Print the records exactly as given.

* **Recorded data**:
******

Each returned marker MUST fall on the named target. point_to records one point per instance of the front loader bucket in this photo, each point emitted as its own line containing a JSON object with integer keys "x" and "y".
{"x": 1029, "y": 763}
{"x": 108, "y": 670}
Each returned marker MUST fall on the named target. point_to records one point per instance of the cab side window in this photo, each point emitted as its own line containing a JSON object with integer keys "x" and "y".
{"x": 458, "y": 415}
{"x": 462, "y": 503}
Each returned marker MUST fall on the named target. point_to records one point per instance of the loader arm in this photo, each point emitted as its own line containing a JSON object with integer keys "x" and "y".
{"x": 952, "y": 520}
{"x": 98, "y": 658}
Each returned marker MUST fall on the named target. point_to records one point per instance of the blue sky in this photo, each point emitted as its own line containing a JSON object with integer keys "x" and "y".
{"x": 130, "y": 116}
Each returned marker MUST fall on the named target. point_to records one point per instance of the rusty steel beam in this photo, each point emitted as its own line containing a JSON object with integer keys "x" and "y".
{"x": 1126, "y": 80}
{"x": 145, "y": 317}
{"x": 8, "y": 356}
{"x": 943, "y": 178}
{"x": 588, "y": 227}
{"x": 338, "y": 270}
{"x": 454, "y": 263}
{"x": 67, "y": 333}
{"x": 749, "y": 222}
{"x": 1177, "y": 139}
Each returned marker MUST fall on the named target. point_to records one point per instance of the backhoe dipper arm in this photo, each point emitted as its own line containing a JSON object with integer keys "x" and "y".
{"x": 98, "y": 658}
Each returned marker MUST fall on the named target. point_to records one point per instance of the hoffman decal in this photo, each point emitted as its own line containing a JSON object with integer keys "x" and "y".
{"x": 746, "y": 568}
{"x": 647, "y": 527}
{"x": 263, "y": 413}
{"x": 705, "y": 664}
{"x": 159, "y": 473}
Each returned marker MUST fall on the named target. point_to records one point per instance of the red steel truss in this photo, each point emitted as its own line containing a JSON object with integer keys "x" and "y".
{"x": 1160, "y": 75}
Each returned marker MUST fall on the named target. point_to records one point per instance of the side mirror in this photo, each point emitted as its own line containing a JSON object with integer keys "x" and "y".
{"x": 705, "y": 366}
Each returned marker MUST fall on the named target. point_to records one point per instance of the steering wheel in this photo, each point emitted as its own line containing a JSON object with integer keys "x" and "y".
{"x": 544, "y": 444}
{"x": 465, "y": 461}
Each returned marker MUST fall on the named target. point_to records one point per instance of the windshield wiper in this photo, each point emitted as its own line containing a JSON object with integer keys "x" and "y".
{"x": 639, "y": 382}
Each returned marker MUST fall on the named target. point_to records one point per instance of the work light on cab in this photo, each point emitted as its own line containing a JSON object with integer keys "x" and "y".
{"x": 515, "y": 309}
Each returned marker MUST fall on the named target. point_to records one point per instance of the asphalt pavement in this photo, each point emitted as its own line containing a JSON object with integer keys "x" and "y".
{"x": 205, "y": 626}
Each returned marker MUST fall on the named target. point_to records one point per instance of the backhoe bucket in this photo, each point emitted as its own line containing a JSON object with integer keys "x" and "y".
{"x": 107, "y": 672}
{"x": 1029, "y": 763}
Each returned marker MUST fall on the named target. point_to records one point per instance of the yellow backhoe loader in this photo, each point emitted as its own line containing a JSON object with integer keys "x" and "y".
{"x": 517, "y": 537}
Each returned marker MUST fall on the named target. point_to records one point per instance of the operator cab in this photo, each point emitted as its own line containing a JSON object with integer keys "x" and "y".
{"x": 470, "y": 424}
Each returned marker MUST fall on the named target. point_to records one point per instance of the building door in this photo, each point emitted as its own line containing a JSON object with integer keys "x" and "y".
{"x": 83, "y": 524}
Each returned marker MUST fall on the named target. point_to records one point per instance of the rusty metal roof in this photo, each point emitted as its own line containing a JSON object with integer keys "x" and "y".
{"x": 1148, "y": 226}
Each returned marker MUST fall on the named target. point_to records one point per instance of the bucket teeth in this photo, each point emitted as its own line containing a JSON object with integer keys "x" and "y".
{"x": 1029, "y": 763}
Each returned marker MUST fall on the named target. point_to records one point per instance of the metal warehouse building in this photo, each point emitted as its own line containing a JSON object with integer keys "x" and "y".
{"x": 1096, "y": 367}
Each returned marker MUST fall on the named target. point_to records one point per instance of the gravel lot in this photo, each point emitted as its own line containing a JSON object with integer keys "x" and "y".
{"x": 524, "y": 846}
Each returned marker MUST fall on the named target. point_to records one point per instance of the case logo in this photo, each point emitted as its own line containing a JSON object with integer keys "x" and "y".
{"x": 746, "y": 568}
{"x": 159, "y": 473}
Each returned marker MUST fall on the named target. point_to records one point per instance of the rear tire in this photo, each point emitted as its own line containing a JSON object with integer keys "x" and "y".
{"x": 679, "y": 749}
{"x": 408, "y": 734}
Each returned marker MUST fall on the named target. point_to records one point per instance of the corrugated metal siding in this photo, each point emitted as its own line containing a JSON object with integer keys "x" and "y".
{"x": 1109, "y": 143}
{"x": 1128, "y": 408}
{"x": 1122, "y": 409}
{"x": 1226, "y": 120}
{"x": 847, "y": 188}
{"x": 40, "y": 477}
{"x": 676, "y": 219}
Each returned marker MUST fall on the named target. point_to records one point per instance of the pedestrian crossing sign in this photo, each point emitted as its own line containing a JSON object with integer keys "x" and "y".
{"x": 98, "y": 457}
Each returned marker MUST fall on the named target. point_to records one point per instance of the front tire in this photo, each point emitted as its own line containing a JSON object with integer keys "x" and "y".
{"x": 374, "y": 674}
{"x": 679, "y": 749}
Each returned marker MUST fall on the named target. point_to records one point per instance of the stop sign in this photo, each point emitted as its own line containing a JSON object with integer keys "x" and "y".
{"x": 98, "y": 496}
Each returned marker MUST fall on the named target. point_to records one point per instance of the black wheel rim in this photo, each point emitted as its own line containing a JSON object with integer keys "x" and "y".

******

* **Task result**:
Each returned marker MUST fall on the named target. point_to records one point per instance of the front loader bucket in this photo, each point emitted as its own line containing a JSON object with integer keys "x" and "y".
{"x": 1029, "y": 763}
{"x": 108, "y": 670}
Each returned marker MUST fall on the named target. point_to records one point per instance of the cab side window in this photo, each point emitted as its own line containing a JSON object with integer keys "x" and "y".
{"x": 458, "y": 415}
{"x": 462, "y": 503}
Each returned marker MUST fall on the named target. point_to records one point per instance of the loader arm in this photo, each point emitted as its own line containing a JSON object with integer keys "x" and "y".
{"x": 952, "y": 520}
{"x": 98, "y": 658}
Each returned marker MUST fall on the named target. point_to records one point per instance of the blue sky in this photo, each point emitted as its own line containing a JSON object with integer keys "x" and "y".
{"x": 130, "y": 116}
Each returned marker MUST fall on the named target. point_to records one point per instance of the rusty steel beam in this photo, each point emitted as its own line containing a JSON object with integer keys "x" and "y".
{"x": 1126, "y": 80}
{"x": 145, "y": 317}
{"x": 8, "y": 356}
{"x": 943, "y": 178}
{"x": 588, "y": 227}
{"x": 338, "y": 270}
{"x": 454, "y": 263}
{"x": 67, "y": 333}
{"x": 749, "y": 222}
{"x": 1177, "y": 139}
Each returned marker MUST fall on the named target. point_to records one point per instance of the backhoe dipper arm in this photo, each point emitted as its own line containing a JSON object with integer keys "x" and "y".
{"x": 98, "y": 658}
Each returned marker MUST fall on the named target. point_to records one point per instance of the hoffman decal in this photo, each point emitted as its own line containing a JSON object with integer keys "x" and "y".
{"x": 746, "y": 568}
{"x": 647, "y": 527}
{"x": 263, "y": 413}
{"x": 705, "y": 664}
{"x": 159, "y": 473}
Each returned marker MUST fall on the named target. point_to records one point per instance of the red steel truss in this photo, each point emitted as its own line containing a JSON object with integer keys "x" and "y".
{"x": 1160, "y": 75}
Each returned marker MUST fall on the named target. point_to records one point per instance of the side mirror in this photo, each point emitted as its own line containing a JSON object with integer keys "x" and "y".
{"x": 705, "y": 366}
Each returned marker MUST fall on the named target. point_to records one point per instance of the steering wheel in this photo, each point emitted as its own line containing a JSON object with integer keys "x" and "y".
{"x": 544, "y": 444}
{"x": 465, "y": 461}
Each returned marker MUST fall on the named target. point_to records one point per instance of the windshield wiper in this photo, each point emitted as its own line containing a JSON object with integer keys "x" and "y".
{"x": 639, "y": 382}
Each returned marker MUST fall on the named target. point_to records one point per instance of the work light on cab in this photo, each point emitted as its own line containing a JSON object with integer keys "x" and "y".
{"x": 515, "y": 309}
Each returned marker MUST fall on the named target. point_to records one point per instance of the asphalt pavement in this photo, each point emitted as its own line containing a JSON object with integer keys "x" and "y".
{"x": 205, "y": 626}
Each returned marker MUST fall on the named target. point_to records one point per instance of the backhoe bucket in this photo, each point emitted as its own line containing a JSON object with integer keys "x" and "y".
{"x": 107, "y": 672}
{"x": 1029, "y": 763}
Each returned marker MUST fall on the named target. point_to records one point per instance of the yellow backhoe loader in this photo, each point emitted as its own line containing a JSON object with integer keys "x" and "y".
{"x": 517, "y": 537}
Each returned marker MUST fall on the named target. point_to records one point per instance of the operator cab in this photo, each point emitted as its own line containing a JSON object with integer keys "x" and "y".
{"x": 470, "y": 424}
Each returned marker MUST fall on the named target. point_to records one point per instance of the building door in this photo, each point emitted as its own line containing a JSON object with integer keys "x" and "y".
{"x": 83, "y": 524}
Each returned marker MUST fall on the named target. point_to records one point per instance of the rusty metal roof in this photo, each point emitted as its own line containing a JSON object with integer keys "x" and "y".
{"x": 1148, "y": 226}
Each returned marker MUST fall on the named target. point_to records one point per instance of the bucket teeth in this photo, each point emitted as its own line containing a JSON object with integer keys "x" and "y".
{"x": 1029, "y": 763}
Each returned marker MUST fall on the named target. point_to records one point per instance of the metal warehouse building in this photo, each point emitted as its own line containing a JSON object with integer keys "x" and "y".
{"x": 1096, "y": 367}
Each returned marker MUST fall on the named target. point_to records one point per instance of the gravel lot in this photo, each point emitted as its own line containing a JSON object with integer keys "x" and "y".
{"x": 524, "y": 846}
Each returned marker MUST fall on the named target. point_to records one point per instance of the case logo in this photo, each point emitted as its own line containing a JSON object with integer keys "x" and "y".
{"x": 746, "y": 568}
{"x": 159, "y": 473}
Each returned marker MUST fall on the named target. point_to records one point per instance of the rear tire in this photo, each point emitted as its own line containing a JSON object with integer keys "x" and "y".
{"x": 679, "y": 749}
{"x": 408, "y": 734}
Each returned marker MUST fall on the named target. point_to records one point per instance of the corrugated metal siding in this photo, each point emitted as its own line containing a JSON object with integer keys "x" and "y".
{"x": 1109, "y": 143}
{"x": 1128, "y": 408}
{"x": 1122, "y": 409}
{"x": 1226, "y": 120}
{"x": 847, "y": 188}
{"x": 40, "y": 477}
{"x": 676, "y": 219}
Each returned marker MUST fall on the named target. point_to records one point per instance of the pedestrian crossing sign in this photo, each point emitted as its own line containing a JSON object with integer keys "x" and "y".
{"x": 98, "y": 457}
Each returned marker MUST fall on the named target. point_to records one point per instance of the front tire in this photo, each point emitted as its own line containing a JSON object with integer keys "x" and "y".
{"x": 374, "y": 674}
{"x": 679, "y": 749}
Each returned marker MUST fall on the named target. point_to records one point per instance of the stop sign in this photo, each point emitted as its own line containing a JSON object with integer keys "x" and "y".
{"x": 98, "y": 496}
Each returned marker MUST fall on the named target. point_to records one point per instance of the black wheel rim in this photo, each point emitted as its own line containing a JSON object with integer keys "x" and "y".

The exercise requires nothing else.